Extrait du texte
┌──
Helvétius voulait être poète; il fut fermier général de 1738 à 1751, fonction qui lui donna l'occasion de méditer sur les inégalités sociales. Ami des Philosophes, il fréquente le vieux Fontenelle, Raynal, Diderot, le cercle du baron d'Holbach, Rousseau parfois. Il se dit disciple de Montesquieu, de Locke et de Buffon. C'est en 1758 que paraît De l'esprit. L'ouvrage est condamné par le Parlement, le roi, la Sorbonne, l'archevêque de Paris. Cette publication qui intervient après l'attentat de Damiens contre Louis XV ne pouvait être que suspecte: Helvétius, très lié au mouvement encyclopédiste accusé d'avoir par ses idées fomenté le régicide, est donc tout particulièrement compromis. L'«affaire Helvétius» est un témoin singulier de la lutte contre l'esprit des Lumières et les philosophies matérialistes.

L'ouvrage comporte, outre une Préface où sont exposés la méthode et les principes, quatre «Discours»: «De l'esprit en lui-même» (I), «De l'esprit par rapport à la société» (II), «Si l'esprit doit être considéré comme un don de la nature, ou comme un effet de l'éducation» (III), «Des différents noms donnés à l'esprit» (IV). La table des matières expose et commente le contenu de chaque «Discours»; elle est l'exemple même d'une pédagogie éclairée qui explicite pour le lecteur ce que doit être la formation de l'esprit. Apparaît ainsi l'une des convictions les plus profondes de la philosophie d'Helvétius: l'éducation peut tout. 

La Préface, très courte, est dans sa densité un discours de la méthode en abrégé. Il est dit péremptoirement que l'objet de l'ouvrage - l'esprit - est neuf. Point besoin donc de s'empêtrer dans une tradition qui a fait dire au mot «esprit» n'importe quoi, soi-même et son contraire. L'esprit n'est pas séparable des passions du coeur de tous les hommes. Il en résulte qu'il faut instaurer une morale qui ait la même rigueur et la même méthode que la physique expérimentale.

Une telle morale est valable pour tout être humain, elle est fondamentalement soucieuse du bien public de toutes les nations et en cela elle ne peut être en contradiction avec la morale de la religion, «qui n'est que la perfection de la morale humaine».

La méthode suivie pour élever la morale au rang d'une physique expérimentale est celle même que les philosophes sensualistes utilisent à la suite de Newton, tel qu'il est interprété au XVIIIe siècle.
└──
Lignes présentées
┌──
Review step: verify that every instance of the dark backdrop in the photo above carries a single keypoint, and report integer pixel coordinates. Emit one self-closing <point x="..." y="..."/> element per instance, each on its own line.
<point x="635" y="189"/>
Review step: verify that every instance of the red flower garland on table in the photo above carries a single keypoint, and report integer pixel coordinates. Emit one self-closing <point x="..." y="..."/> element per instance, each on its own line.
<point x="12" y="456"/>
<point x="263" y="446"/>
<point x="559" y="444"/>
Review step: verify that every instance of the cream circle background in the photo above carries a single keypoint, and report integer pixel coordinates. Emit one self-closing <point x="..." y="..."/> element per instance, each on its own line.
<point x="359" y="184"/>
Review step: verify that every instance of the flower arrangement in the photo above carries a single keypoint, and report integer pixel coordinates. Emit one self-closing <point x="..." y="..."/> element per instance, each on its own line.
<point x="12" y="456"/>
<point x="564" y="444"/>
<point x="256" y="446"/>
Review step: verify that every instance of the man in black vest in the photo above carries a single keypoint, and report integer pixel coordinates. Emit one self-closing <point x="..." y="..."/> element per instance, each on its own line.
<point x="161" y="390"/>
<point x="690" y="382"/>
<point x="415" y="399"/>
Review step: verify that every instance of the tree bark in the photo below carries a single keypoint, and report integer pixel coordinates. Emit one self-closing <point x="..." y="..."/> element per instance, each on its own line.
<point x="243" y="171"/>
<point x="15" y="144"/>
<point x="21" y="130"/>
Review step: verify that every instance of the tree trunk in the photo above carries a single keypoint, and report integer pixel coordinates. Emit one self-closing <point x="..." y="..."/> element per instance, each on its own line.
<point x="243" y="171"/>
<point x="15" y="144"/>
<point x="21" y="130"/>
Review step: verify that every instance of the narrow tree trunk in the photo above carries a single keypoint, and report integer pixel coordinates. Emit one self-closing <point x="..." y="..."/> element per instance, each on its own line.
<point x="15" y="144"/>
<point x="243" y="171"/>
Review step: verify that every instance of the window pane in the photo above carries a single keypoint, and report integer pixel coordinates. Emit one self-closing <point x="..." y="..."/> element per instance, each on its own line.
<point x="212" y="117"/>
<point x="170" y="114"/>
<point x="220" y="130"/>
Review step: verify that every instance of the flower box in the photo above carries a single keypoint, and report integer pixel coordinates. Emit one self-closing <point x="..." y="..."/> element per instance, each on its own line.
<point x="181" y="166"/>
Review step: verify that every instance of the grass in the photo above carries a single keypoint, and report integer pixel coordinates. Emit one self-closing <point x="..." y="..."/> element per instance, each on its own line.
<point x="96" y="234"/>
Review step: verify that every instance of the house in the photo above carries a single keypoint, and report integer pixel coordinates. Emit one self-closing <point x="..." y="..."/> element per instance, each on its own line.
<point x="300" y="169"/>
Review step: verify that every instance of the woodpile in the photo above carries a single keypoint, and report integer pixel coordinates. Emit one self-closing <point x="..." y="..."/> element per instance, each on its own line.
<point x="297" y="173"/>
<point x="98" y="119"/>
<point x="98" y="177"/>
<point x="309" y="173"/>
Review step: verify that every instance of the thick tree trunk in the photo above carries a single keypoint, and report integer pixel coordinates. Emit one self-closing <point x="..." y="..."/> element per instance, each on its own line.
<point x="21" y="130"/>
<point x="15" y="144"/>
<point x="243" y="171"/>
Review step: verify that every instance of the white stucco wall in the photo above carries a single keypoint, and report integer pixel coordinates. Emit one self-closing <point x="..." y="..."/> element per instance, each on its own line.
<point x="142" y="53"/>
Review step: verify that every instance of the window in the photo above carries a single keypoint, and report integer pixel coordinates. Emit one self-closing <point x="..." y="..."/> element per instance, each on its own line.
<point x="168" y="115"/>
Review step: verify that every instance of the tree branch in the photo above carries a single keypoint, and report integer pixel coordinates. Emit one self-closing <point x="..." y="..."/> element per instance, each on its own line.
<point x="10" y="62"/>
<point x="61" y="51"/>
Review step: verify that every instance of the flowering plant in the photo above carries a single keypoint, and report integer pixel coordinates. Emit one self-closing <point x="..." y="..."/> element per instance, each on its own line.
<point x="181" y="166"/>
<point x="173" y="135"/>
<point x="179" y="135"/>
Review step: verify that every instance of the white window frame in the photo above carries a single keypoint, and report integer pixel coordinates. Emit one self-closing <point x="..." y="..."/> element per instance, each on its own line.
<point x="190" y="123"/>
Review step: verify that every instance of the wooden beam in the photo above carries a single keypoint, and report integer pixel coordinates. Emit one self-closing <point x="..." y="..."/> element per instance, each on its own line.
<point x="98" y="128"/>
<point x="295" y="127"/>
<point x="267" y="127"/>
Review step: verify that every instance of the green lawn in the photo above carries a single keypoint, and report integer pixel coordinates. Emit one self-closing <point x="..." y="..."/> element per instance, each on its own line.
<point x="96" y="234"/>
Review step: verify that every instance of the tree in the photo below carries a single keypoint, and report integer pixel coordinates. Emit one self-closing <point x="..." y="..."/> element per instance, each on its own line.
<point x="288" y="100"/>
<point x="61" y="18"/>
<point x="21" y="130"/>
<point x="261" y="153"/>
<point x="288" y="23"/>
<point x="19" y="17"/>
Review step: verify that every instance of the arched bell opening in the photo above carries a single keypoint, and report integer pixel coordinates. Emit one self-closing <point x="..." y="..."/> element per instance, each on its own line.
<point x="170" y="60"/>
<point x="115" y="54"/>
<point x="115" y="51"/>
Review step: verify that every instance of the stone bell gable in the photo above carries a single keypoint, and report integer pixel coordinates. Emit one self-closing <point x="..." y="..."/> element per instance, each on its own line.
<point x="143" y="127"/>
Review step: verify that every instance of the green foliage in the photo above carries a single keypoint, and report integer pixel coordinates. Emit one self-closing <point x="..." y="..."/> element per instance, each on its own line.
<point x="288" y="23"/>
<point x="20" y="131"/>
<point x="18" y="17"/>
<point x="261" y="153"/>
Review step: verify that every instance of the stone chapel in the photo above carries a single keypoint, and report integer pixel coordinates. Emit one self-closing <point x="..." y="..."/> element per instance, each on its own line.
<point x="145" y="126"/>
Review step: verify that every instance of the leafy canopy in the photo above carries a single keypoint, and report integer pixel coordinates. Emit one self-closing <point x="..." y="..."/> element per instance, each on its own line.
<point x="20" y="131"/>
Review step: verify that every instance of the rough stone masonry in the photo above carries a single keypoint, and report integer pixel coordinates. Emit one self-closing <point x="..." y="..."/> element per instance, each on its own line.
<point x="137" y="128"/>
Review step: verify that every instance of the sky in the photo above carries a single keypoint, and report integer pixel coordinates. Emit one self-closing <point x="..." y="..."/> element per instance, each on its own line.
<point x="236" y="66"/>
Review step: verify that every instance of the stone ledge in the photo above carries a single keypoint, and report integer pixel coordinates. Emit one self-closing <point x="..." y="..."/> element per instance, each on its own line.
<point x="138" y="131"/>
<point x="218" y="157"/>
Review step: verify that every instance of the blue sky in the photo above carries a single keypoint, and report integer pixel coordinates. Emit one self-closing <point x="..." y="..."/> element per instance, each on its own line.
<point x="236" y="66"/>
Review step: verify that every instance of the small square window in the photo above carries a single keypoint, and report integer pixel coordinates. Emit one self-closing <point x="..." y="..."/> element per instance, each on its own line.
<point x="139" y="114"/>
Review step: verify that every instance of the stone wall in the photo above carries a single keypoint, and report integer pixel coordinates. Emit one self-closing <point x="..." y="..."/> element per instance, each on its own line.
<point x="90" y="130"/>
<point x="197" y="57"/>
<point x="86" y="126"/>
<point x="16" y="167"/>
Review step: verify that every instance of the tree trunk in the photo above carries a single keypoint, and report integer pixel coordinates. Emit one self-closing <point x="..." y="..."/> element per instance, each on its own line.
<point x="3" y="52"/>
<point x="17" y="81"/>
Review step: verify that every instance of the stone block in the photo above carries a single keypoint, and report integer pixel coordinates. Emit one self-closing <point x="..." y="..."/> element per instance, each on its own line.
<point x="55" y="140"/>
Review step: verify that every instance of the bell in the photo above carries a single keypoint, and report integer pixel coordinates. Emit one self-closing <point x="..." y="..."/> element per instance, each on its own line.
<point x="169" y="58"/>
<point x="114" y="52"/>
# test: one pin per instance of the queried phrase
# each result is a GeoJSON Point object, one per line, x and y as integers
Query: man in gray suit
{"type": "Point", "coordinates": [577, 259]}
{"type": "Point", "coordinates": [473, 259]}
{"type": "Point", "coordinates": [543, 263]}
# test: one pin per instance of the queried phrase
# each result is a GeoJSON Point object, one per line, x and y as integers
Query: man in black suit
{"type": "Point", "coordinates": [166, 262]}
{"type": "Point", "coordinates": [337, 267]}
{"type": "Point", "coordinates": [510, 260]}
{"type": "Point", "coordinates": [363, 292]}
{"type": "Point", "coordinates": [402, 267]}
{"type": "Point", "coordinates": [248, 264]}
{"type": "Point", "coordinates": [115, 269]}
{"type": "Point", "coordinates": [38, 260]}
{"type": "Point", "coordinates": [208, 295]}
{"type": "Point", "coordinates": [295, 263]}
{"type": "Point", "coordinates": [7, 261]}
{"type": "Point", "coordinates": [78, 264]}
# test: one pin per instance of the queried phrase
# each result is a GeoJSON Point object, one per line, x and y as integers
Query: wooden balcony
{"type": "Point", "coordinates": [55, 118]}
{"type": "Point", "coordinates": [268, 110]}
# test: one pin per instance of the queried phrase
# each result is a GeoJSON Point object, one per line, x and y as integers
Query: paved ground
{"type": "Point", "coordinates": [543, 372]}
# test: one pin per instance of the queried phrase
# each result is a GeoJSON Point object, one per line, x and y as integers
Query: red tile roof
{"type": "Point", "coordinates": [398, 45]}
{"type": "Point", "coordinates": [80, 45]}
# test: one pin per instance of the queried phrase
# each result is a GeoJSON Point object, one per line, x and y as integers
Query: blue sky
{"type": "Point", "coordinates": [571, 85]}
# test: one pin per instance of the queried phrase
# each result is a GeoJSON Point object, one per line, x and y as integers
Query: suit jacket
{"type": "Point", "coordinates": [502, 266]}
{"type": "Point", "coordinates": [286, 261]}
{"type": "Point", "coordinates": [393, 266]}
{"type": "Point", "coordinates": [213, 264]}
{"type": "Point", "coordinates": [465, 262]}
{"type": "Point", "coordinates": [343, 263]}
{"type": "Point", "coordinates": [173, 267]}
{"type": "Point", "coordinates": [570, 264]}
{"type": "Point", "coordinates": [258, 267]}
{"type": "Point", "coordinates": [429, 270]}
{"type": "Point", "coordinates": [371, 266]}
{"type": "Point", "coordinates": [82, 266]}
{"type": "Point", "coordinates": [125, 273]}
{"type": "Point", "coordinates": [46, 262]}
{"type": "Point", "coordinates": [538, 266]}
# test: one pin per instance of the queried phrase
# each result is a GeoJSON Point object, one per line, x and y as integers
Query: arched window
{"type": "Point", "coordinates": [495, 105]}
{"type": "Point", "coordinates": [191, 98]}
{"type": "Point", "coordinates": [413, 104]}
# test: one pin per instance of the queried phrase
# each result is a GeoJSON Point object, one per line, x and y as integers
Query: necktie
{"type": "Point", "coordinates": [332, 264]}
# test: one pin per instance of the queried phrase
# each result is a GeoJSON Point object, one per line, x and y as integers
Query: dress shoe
└──
Consignes
1) Énumérez toutes les autorités qui, d'après le texte sur De l'esprit d'Helvétius, ont condamné l'ouvrage.
2) Recopiez le passage du texte sur De l'esprit d'Helvétius qui va de «Helvétius voulait être» à «les philosophies matérialistes.».
3) Poursuivez la rédaction du texte sur De l'esprit d'Helvétius à la suite de sa dernière phrase.

Réponses attendues
1)
- le Parlement
- le roi
- la Sorbonne
- l'archevêque de Paris

2)
Helvétius voulait être poète; il fut fermier général de 1738 à 1751, fonction qui lui donna l'occasion de méditer sur les inégalités sociales. Ami des Philosophes, il fréquente le vieux Fontenelle, Raynal, Diderot, le cercle du baron d'Holbach, Rousseau parfois. Il se dit disciple de Montesquieu, de Locke et de Buffon. C'est en 1758 que paraît De l'esprit. L'ouvrage est condamné par le Parlement, le roi, la Sorbonne, l'archevêque de Paris. Cette publication qui intervient après l'attentat de Damiens contre Louis XV ne pouvait être que suspecte: Helvétius, très lié au mouvement encyclopédiste accusé d'avoir par ses idées fomenté le régicide, est donc tout particulièrement compromis. L'«affaire Helvétius» est un témoin singulier de la lutte contre l'esprit des Lumières et les philosophies matérialistes.

3)
Elle consiste à remonter des faits observés à leurs causes, à pratiquer une induction qui s'oppose à une démarche déductive. Helvétius procède comme Montesquieu: l'observation est au point de départ, la découverte des causes est au résultat. Comme Montesquieu, il peut considérer que les principes ou causes une fois établis, tous les faits en dérivent. Son travail est nourri de la conviction (et de la difficulté) de la philosophie sensualiste de son temps: des faits aux principes-causes qui rendent intelligibles les effets, le mouvement est circulaire.

Mais que sont les principes-causes? Le «Discours premier» s'attache à découvrir que les causes productrices de toutes nos idées sont la sensibilité physique, l'ensemble des impressions sensibles que produisent sur nous les objets extérieurs (dont l'existence est prouvée de ce fait même). Coopèrent puissamment à la formation de nos idées la rétention des impressions, la mémoire. Ces facultés sont communes à l'homme et aux bêtes, mais si elles sont restées stériles chez l'animal, c'est dans l'exacte mesure où seul l'homme possède l'usage de la main, donc la capacité de fabrication d'outils, donc la possibilité du langage. Il en résulte l'affirmation centrale: les facultés de l'esprit ne peuvent se développer sans cette organisation extérieure qui caractérise le corps de l'homme doué de bipédie et d'habileté manuelle. Le «Discours premier» pose le paradoxe de l'homme: il traite de «l'esprit en lui-même» pour montrer qu'il n'y a pas d'esprit en soi. L'esprit n'a de sens que par le corps organisé. Ainsi constitué, l'esprit ne peut errer; et pourtant, il se trompe. L'erreur est un fait dont les causes sont à chercher dans l'ignorance où la plupart des hommes sont tenus, et dans l'empire des passions. La passion est l'incapacité d'envisager une totalité; le passionné ne perçoit qu'un aspect de l'objet qu'il convoite. Savoir le tout, sortir de l'ignorance, devenir raisonnable, se dé-passionner, c'est tout un. L'esprit est aussi la faculté de juger. Mais le jugement se ramène à l'exercice combiné de la sensibilité et de la mémoire. Le sensualisme d'Helvétius est étroitement strict: juger n'est proprement que sentir.

Mais l'esprit n'est pas seul. Le «Discours deuxième» examine «l'esprit par rapport à la société».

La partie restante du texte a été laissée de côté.